▶ **Problem**
Please give the data below again in full, exactly as it stands.

▶ **Record set**
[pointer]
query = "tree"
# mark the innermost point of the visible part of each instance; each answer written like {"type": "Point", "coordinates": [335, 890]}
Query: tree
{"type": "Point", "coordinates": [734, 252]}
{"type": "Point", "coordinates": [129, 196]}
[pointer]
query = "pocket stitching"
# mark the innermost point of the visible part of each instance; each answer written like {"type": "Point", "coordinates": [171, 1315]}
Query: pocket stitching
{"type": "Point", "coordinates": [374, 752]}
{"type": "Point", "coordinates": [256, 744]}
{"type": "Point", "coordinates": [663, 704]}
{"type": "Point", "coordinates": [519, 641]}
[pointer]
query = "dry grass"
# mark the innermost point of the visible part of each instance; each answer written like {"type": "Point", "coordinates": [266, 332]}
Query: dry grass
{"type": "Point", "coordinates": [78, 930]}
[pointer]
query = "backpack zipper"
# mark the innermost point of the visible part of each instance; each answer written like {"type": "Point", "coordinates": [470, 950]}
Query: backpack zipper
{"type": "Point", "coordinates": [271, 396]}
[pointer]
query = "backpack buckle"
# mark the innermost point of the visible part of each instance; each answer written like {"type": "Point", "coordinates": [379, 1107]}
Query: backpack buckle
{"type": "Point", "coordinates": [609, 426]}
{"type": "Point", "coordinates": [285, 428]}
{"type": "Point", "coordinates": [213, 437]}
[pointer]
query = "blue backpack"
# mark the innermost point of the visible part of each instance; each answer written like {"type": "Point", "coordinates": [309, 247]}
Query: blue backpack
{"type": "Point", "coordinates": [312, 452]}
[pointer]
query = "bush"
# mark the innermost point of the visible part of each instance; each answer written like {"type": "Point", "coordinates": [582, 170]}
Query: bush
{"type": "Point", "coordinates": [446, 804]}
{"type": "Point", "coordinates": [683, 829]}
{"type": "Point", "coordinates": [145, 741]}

▶ **Answer area**
[pointer]
query = "tree"
# mark the innermost point of the visible part of each instance; each answer written like {"type": "Point", "coordinates": [335, 890]}
Query: tree
{"type": "Point", "coordinates": [734, 252]}
{"type": "Point", "coordinates": [129, 196]}
[pointer]
query = "pocket stitching"
# mark the innermost point of the visible part of each instance; each answer written like {"type": "Point", "coordinates": [171, 1315]}
Query: pocket stitching
{"type": "Point", "coordinates": [374, 752]}
{"type": "Point", "coordinates": [256, 744]}
{"type": "Point", "coordinates": [663, 704]}
{"type": "Point", "coordinates": [519, 641]}
[pointer]
query = "dry grass"
# mark the innermost point of the visible part of each instance; each answer written like {"type": "Point", "coordinates": [266, 332]}
Query: dry grass
{"type": "Point", "coordinates": [78, 930]}
[pointer]
query = "backpack zipper"
# mark the innermost point of the visible part of each instance; each answer written like {"type": "Point", "coordinates": [470, 950]}
Query: backpack zipper
{"type": "Point", "coordinates": [271, 396]}
[pointer]
query = "backpack buckle"
# mark the innermost point of the visible part of each instance; each answer written like {"type": "Point", "coordinates": [379, 1107]}
Query: backpack buckle
{"type": "Point", "coordinates": [609, 426]}
{"type": "Point", "coordinates": [285, 428]}
{"type": "Point", "coordinates": [213, 437]}
[pointer]
query = "blue backpack"
# mark the innermost point of the visible part of each instance; each answer written like {"type": "Point", "coordinates": [309, 247]}
Query: blue backpack
{"type": "Point", "coordinates": [312, 452]}
[pointer]
query = "bush"
# mark the innermost point of the visible part of each instance; each answer written like {"type": "Point", "coordinates": [582, 170]}
Query: bush
{"type": "Point", "coordinates": [446, 804]}
{"type": "Point", "coordinates": [683, 829]}
{"type": "Point", "coordinates": [145, 741]}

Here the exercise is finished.